*THE TASK*. Please turn all of the rows below into a Markdown table with two columns, Number and Line, giving each row its number and leaving out any blank lines.
────────────────────
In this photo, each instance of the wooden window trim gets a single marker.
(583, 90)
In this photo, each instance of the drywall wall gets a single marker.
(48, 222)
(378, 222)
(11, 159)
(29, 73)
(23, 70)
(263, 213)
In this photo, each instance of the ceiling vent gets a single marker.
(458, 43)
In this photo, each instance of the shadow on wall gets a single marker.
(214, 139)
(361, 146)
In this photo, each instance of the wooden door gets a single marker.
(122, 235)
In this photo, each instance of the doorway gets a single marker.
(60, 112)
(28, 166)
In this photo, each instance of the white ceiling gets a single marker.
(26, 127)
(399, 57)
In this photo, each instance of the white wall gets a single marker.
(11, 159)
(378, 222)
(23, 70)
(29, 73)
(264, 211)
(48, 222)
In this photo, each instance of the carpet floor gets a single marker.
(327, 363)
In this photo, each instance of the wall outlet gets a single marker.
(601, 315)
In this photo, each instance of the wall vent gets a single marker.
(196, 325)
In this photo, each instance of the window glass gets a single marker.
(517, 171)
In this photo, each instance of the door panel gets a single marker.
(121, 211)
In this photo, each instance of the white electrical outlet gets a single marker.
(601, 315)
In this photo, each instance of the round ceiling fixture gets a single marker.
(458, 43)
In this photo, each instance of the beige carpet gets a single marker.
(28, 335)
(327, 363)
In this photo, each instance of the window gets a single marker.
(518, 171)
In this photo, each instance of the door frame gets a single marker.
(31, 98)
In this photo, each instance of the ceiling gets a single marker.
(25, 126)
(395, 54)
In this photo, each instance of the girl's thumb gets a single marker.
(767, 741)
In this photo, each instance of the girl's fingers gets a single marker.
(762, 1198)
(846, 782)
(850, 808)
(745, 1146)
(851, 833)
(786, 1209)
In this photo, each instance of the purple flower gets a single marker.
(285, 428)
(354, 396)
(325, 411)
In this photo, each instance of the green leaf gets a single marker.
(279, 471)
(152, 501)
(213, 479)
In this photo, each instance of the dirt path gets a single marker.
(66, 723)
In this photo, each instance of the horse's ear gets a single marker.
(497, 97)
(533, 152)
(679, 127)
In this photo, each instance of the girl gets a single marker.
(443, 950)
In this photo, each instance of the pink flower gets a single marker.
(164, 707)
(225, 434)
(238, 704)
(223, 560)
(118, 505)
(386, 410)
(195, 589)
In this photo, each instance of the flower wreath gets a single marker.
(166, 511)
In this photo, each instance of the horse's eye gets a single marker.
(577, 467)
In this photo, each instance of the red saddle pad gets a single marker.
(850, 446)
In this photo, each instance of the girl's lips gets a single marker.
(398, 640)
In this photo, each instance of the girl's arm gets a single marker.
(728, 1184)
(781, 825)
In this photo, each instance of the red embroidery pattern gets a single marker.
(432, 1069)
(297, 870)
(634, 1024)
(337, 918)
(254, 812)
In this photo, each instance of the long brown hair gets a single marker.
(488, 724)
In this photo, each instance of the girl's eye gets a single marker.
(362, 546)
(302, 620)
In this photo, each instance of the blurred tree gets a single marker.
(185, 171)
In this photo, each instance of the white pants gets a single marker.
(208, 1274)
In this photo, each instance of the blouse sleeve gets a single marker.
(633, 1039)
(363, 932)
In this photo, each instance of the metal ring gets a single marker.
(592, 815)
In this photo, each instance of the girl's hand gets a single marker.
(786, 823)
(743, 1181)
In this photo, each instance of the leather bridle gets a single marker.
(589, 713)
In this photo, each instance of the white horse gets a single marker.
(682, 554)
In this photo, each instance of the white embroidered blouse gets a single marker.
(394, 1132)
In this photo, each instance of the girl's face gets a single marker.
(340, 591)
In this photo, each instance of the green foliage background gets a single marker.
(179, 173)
────────────────────
*TASK RESULT*.
| Number | Line |
|---|---|
| 1 | In this photo, each instance of the wooden window trim gets a single marker. |
| 2 | (583, 90) |
| 3 | In this photo, each instance of the drywall wall gets a single marker. |
| 4 | (48, 222) |
| 5 | (378, 222) |
| 6 | (11, 159) |
| 7 | (29, 73) |
| 8 | (23, 70) |
| 9 | (263, 213) |
| 10 | In this photo, each instance of the ceiling vent gets a single marker. |
| 11 | (458, 43) |
| 12 | In this photo, each instance of the shadow on wall gets a single marker. |
| 13 | (214, 139) |
| 14 | (361, 146) |
| 15 | In this photo, each instance of the wooden door gets a single marker. |
| 16 | (122, 235) |
| 17 | In this photo, each instance of the doorway gets a single marker. |
| 18 | (60, 112) |
| 19 | (28, 166) |
| 20 | In this photo, each instance of the white ceiling gets a single marker. |
| 21 | (26, 127) |
| 22 | (399, 57) |
| 23 | In this photo, each instance of the white wall gets a single marker. |
| 24 | (11, 159) |
| 25 | (378, 222) |
| 26 | (23, 70) |
| 27 | (29, 73) |
| 28 | (264, 211) |
| 29 | (48, 222) |
| 30 | In this photo, each instance of the carpet floor gets a single marker. |
| 31 | (327, 363) |
| 32 | In this photo, each instance of the wall outlet gets a single marker. |
| 33 | (601, 315) |
| 34 | In this photo, each instance of the wall vent gets a single marker. |
| 35 | (196, 325) |
| 36 | In this photo, each instance of the window glass gets a single marker. |
| 37 | (517, 171) |
| 38 | In this photo, each instance of the door panel gets a single marker. |
| 39 | (121, 211) |
| 40 | In this photo, each instance of the white electrical outlet gets a single marker. |
| 41 | (601, 315) |
| 42 | In this photo, each instance of the round ceiling fixture gets a single marker. |
| 43 | (458, 43) |
| 44 | In this photo, each instance of the beige carpet gets a single marker. |
| 45 | (28, 335) |
| 46 | (327, 363) |
| 47 | In this photo, each instance of the window gets a single marker. |
| 48 | (518, 171) |
| 49 | In this photo, each instance of the door frame gets a single marker. |
| 50 | (31, 98) |
| 51 | In this photo, each instance of the ceiling gets a single marker. |
| 52 | (25, 126) |
| 53 | (395, 54) |
| 54 | In this photo, each instance of the girl's thumb gets a single marker. |
| 55 | (767, 741) |
| 56 | In this photo, each instance of the girl's fingers gets a single marker. |
| 57 | (762, 1198) |
| 58 | (846, 782) |
| 59 | (850, 808) |
| 60 | (745, 1146) |
| 61 | (851, 833) |
| 62 | (786, 1209) |
| 63 | In this photo, each instance of the purple flower gets a single marker. |
| 64 | (285, 428) |
| 65 | (354, 396) |
| 66 | (325, 411) |
| 67 | In this photo, each instance of the green leaf gets a single marker. |
| 68 | (279, 471) |
| 69 | (152, 501) |
| 70 | (213, 479) |
| 71 | In this photo, each instance of the dirt path gets a single marker. |
| 72 | (66, 723) |
| 73 | In this photo, each instance of the horse's ear gets a single marker. |
| 74 | (497, 97) |
| 75 | (533, 152) |
| 76 | (679, 127) |
| 77 | In this photo, each instance of the girl gets a single marker. |
| 78 | (443, 950) |
| 79 | In this photo, each instance of the pink flower gets a single marker. |
| 80 | (164, 707) |
| 81 | (225, 434) |
| 82 | (238, 704) |
| 83 | (223, 560) |
| 84 | (118, 505) |
| 85 | (386, 410) |
| 86 | (195, 589) |
| 87 | In this photo, each instance of the flower wreath gets a single marker. |
| 88 | (166, 511) |
| 89 | In this photo, each instance of the horse's eye gets a single marker. |
| 90 | (577, 467) |
| 91 | In this photo, each instance of the red saddle pad gets a single marker. |
| 92 | (850, 446) |
| 93 | In this photo, each instance of the girl's lips gets a single marker. |
| 94 | (398, 640) |
| 95 | In this photo, each instance of the girl's arm gets a single marker. |
| 96 | (728, 1184) |
| 97 | (781, 825) |
| 98 | In this photo, each instance of the red embroidery pattern gets a single marker. |
| 99 | (432, 1069) |
| 100 | (297, 870) |
| 101 | (634, 1024) |
| 102 | (337, 918) |
| 103 | (254, 812) |
| 104 | In this photo, each instance of the long brown hair gets a single marker. |
| 105 | (488, 724) |
| 106 | In this photo, each instance of the girl's eye gets a single marker. |
| 107 | (362, 546) |
| 108 | (302, 620) |
| 109 | In this photo, each instance of the blurred tree gets a single marker. |
| 110 | (185, 171) |
| 111 | In this photo, each instance of the white pants gets a single marker. |
| 112 | (208, 1274) |
| 113 | In this photo, each instance of the blouse sleeve gets a single marker. |
| 114 | (633, 1039) |
| 115 | (363, 932) |
| 116 | In this photo, each instance of the metal ring gets a single marker. |
| 117 | (592, 815) |
| 118 | In this photo, each instance of the girl's hand gets a single marker. |
| 119 | (786, 823) |
| 120 | (743, 1181) |
| 121 | In this photo, each instance of the leather bridle gets a single marker. |
| 122 | (589, 713) |
| 123 | In this photo, each instance of the white horse gets a single marker. |
| 124 | (682, 554) |
| 125 | In this photo, each instance of the white embroidered blouse gets a single marker. |
| 126 | (394, 1132) |
| 127 | In this photo, each instance of the girl's face gets a single marker. |
| 128 | (340, 591) |
| 129 | In this photo, each instance of the green foliage background gets a single marker. |
| 130 | (179, 173) |